* **REQUIRED WORK**
Gather every line in the items below that contains the string "step".

[Some items]
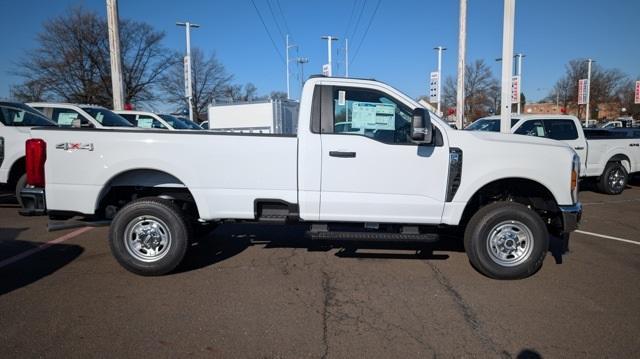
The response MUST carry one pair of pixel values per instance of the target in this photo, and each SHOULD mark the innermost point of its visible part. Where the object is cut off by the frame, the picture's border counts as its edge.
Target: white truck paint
(599, 150)
(272, 116)
(407, 171)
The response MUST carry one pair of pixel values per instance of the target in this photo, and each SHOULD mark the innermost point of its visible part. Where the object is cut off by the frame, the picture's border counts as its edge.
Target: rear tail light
(36, 151)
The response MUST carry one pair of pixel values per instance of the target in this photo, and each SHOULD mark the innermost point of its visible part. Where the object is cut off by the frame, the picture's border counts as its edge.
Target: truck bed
(225, 172)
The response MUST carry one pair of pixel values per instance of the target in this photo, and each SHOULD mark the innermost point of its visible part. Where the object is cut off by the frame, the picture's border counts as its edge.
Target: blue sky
(397, 48)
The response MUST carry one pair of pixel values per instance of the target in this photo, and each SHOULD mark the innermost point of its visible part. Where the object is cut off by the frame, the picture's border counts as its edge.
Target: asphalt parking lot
(256, 291)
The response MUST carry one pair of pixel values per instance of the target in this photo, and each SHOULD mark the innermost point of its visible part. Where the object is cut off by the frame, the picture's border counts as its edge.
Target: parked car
(15, 120)
(407, 176)
(609, 159)
(88, 116)
(145, 119)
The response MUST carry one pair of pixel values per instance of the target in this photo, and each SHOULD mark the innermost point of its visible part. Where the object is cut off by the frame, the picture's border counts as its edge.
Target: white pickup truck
(406, 176)
(608, 156)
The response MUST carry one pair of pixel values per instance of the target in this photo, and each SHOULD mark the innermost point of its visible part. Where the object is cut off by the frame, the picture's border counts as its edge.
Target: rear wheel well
(520, 190)
(18, 168)
(135, 184)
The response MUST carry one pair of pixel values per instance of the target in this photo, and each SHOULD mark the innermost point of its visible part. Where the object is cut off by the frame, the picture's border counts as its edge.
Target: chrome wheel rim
(616, 179)
(147, 238)
(510, 243)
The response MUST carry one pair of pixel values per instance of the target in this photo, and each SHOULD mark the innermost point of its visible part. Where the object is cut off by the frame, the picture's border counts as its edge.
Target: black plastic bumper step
(374, 236)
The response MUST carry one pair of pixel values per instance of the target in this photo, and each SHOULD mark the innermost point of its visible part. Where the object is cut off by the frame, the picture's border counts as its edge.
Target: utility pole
(440, 49)
(114, 52)
(329, 38)
(462, 48)
(287, 47)
(507, 70)
(187, 66)
(589, 61)
(519, 56)
(346, 57)
(301, 61)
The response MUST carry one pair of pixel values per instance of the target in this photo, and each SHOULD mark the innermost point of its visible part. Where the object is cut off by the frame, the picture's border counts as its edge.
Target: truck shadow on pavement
(229, 240)
(17, 272)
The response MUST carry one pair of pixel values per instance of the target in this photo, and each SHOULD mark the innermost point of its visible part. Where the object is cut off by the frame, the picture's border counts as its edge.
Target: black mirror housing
(421, 129)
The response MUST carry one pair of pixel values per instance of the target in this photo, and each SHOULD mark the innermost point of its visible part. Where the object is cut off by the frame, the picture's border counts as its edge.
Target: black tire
(478, 234)
(608, 183)
(22, 182)
(169, 222)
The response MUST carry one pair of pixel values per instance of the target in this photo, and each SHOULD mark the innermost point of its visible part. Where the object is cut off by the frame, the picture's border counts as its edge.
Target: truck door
(371, 171)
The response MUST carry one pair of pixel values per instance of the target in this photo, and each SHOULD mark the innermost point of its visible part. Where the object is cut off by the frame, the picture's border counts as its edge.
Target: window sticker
(373, 116)
(66, 119)
(145, 122)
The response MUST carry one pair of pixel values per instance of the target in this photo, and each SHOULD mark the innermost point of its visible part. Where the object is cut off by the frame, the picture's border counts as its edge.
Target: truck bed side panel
(224, 173)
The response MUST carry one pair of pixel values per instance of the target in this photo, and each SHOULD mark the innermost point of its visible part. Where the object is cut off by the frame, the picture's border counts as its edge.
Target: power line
(267, 31)
(366, 31)
(355, 28)
(284, 19)
(353, 10)
(274, 19)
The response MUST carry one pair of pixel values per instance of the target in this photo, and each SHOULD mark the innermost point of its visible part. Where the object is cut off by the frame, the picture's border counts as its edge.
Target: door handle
(342, 154)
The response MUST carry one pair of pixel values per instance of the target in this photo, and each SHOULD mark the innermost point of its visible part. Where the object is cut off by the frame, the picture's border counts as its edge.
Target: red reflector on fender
(36, 154)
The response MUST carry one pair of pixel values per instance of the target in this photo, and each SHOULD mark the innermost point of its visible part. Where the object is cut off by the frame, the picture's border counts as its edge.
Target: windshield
(106, 117)
(13, 116)
(176, 122)
(491, 125)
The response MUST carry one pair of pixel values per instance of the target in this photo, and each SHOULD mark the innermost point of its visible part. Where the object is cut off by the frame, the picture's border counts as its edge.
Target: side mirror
(421, 129)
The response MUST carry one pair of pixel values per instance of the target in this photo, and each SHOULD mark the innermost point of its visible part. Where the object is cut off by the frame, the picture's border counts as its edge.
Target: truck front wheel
(149, 236)
(506, 240)
(614, 178)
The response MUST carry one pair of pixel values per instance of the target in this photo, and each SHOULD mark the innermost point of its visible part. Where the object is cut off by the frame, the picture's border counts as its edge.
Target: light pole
(329, 38)
(287, 47)
(462, 48)
(507, 66)
(301, 61)
(187, 66)
(114, 52)
(519, 56)
(589, 61)
(440, 49)
(346, 57)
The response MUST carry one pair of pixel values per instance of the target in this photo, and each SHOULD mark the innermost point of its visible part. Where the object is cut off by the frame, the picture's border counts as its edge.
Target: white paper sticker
(373, 116)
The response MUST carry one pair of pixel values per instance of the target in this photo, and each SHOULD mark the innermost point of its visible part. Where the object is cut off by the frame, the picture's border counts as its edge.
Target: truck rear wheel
(506, 240)
(614, 178)
(149, 236)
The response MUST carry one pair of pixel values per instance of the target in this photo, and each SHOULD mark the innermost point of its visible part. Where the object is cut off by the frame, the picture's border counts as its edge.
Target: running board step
(374, 236)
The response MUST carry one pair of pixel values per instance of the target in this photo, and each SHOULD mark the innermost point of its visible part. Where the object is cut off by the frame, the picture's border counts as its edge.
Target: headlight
(575, 175)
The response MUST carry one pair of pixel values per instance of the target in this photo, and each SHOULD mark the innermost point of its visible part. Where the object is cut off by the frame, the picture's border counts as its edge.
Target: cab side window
(65, 117)
(371, 114)
(562, 130)
(531, 128)
(149, 122)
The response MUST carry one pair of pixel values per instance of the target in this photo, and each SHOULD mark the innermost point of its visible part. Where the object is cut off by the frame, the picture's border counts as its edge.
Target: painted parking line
(44, 246)
(608, 237)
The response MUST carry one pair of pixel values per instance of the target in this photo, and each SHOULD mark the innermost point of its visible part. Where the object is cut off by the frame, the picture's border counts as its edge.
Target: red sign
(583, 90)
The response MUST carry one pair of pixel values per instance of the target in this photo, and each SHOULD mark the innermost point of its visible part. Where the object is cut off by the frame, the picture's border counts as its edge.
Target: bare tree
(605, 85)
(480, 91)
(71, 62)
(210, 82)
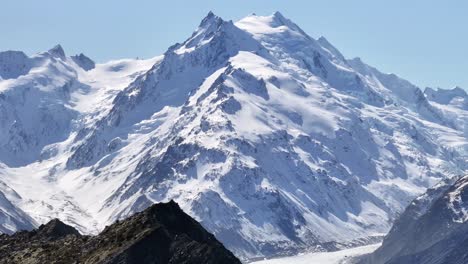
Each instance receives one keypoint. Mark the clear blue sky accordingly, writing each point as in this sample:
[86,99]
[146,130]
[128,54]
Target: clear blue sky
[423,41]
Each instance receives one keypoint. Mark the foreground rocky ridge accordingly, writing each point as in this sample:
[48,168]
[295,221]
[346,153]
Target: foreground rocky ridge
[163,233]
[271,139]
[432,230]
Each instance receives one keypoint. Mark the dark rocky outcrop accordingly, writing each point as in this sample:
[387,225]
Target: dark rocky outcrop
[163,233]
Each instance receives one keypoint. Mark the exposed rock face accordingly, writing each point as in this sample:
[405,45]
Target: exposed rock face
[432,230]
[163,233]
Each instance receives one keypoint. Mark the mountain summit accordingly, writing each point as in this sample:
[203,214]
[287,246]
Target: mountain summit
[271,139]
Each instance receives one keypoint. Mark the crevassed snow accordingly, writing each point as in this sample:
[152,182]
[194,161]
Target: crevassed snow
[337,257]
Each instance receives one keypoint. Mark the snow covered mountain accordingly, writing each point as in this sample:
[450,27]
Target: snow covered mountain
[270,138]
[432,230]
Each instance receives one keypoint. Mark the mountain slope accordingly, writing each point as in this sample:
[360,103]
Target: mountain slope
[432,230]
[270,138]
[162,233]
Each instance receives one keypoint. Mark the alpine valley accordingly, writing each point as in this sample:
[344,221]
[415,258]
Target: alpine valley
[271,139]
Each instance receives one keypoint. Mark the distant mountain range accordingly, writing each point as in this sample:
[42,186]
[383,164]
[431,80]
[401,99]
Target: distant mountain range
[432,230]
[163,233]
[271,139]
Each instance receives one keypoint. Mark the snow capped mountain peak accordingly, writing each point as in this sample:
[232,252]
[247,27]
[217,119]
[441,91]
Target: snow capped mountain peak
[270,138]
[84,62]
[57,51]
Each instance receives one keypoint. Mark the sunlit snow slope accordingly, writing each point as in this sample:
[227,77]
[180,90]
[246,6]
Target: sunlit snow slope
[270,138]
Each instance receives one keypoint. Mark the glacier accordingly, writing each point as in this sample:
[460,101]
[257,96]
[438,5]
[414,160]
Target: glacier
[272,139]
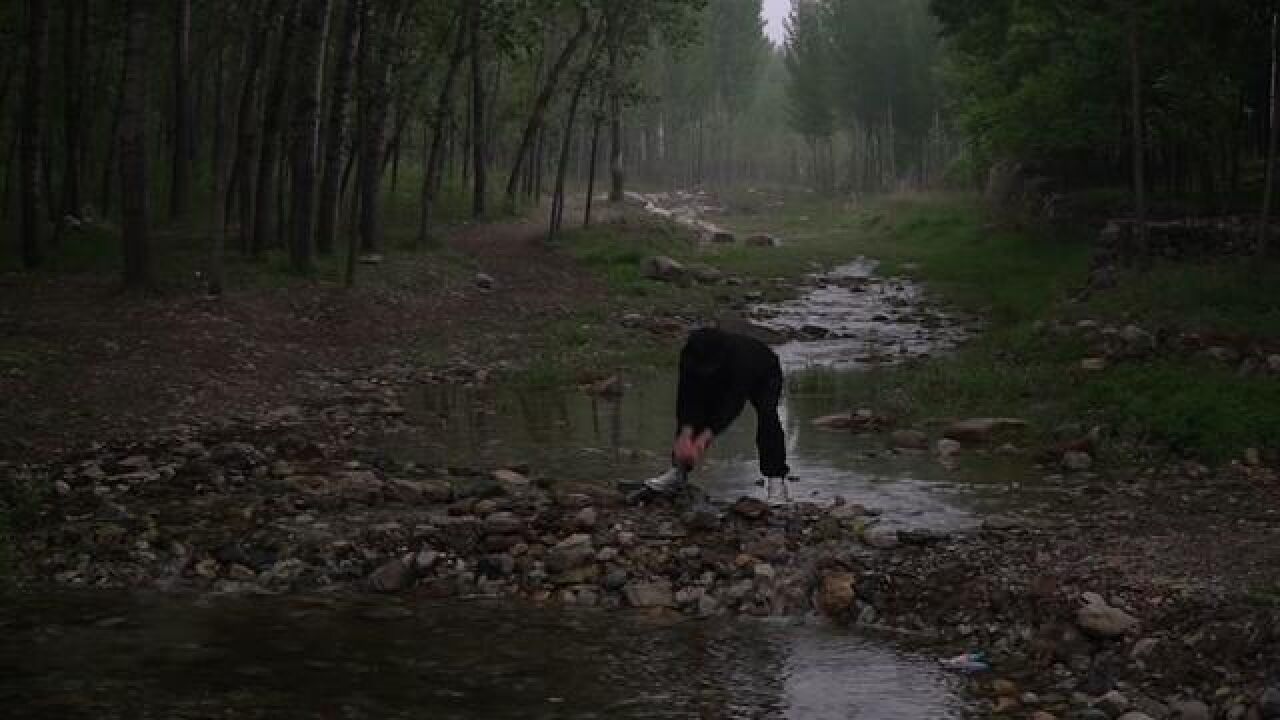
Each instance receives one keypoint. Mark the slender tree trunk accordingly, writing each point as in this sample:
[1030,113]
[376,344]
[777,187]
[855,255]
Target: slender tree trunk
[617,172]
[336,140]
[567,141]
[442,113]
[314,19]
[1272,137]
[32,146]
[264,209]
[183,135]
[73,65]
[479,149]
[1139,145]
[542,103]
[590,173]
[133,150]
[218,163]
[375,99]
[246,146]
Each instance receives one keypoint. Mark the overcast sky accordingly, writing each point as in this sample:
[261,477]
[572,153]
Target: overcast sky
[775,13]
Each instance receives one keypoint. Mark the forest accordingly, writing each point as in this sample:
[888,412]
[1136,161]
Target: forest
[342,345]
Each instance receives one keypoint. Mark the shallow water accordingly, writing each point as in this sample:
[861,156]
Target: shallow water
[119,656]
[108,656]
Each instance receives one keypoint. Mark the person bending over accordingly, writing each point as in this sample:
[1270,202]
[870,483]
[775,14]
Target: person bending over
[720,372]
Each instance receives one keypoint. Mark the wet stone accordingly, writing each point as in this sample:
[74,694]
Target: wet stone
[649,595]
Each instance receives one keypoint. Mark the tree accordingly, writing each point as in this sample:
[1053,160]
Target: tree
[133,150]
[479,147]
[314,21]
[336,137]
[264,204]
[543,101]
[1272,137]
[440,115]
[183,133]
[32,147]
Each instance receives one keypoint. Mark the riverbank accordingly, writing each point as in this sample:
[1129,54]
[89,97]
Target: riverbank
[287,491]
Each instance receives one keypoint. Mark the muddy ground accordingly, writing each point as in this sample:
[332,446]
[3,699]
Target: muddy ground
[245,464]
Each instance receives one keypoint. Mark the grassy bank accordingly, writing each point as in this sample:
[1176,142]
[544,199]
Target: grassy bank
[1020,279]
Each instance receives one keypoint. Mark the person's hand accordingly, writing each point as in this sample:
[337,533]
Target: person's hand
[689,450]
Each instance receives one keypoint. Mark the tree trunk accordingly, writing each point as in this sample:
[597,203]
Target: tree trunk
[32,146]
[264,209]
[542,103]
[336,140]
[1139,150]
[314,21]
[617,172]
[375,100]
[1272,137]
[133,150]
[590,173]
[567,141]
[435,155]
[479,150]
[74,46]
[183,135]
[241,183]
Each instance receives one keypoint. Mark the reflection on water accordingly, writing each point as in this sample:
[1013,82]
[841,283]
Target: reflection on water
[568,434]
[133,657]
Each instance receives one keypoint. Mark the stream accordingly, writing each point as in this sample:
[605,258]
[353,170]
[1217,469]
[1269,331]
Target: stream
[138,656]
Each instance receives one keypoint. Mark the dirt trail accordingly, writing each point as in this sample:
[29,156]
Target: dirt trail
[82,363]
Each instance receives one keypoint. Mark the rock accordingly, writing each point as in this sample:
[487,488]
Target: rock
[392,577]
[425,561]
[615,579]
[511,481]
[840,422]
[1191,710]
[585,519]
[662,268]
[881,537]
[608,387]
[649,595]
[909,440]
[1269,705]
[705,274]
[1143,647]
[708,606]
[750,507]
[571,552]
[1114,703]
[503,524]
[1077,460]
[981,429]
[1101,620]
[836,595]
[1004,687]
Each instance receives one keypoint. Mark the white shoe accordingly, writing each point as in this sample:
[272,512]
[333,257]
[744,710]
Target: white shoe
[671,482]
[776,491]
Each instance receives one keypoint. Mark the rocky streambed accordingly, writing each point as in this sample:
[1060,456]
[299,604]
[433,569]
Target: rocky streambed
[1120,595]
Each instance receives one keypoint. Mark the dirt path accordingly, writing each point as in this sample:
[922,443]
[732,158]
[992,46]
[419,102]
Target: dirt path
[81,363]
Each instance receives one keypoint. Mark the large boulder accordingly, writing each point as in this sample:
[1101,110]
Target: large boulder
[1102,620]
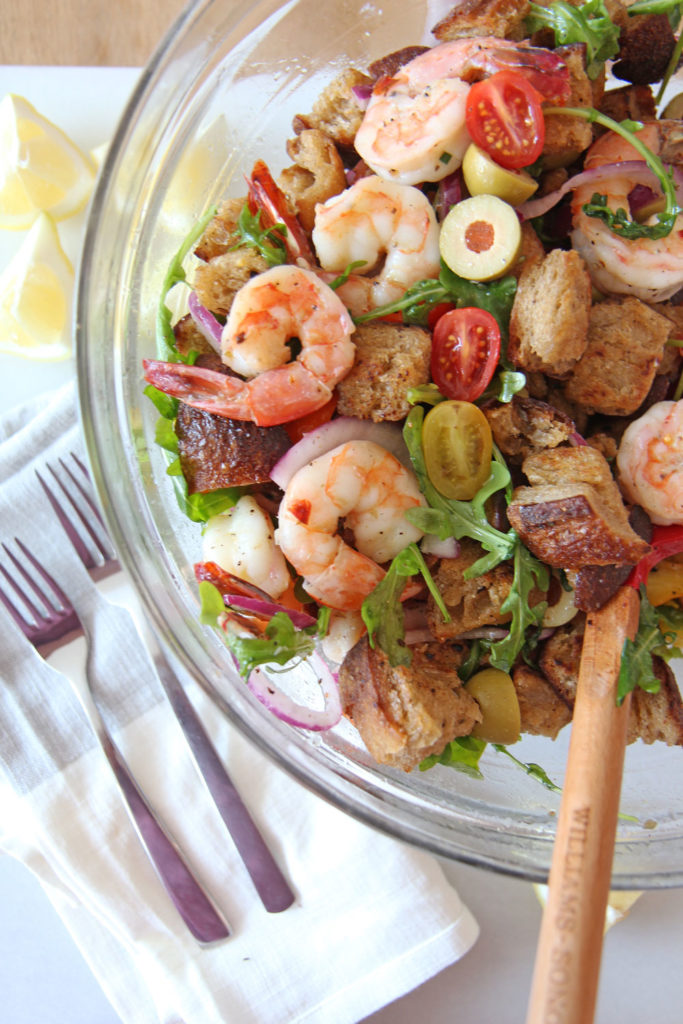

* **PROBLEM SOLUTION**
Target: black plastic bumper step
Target: running board step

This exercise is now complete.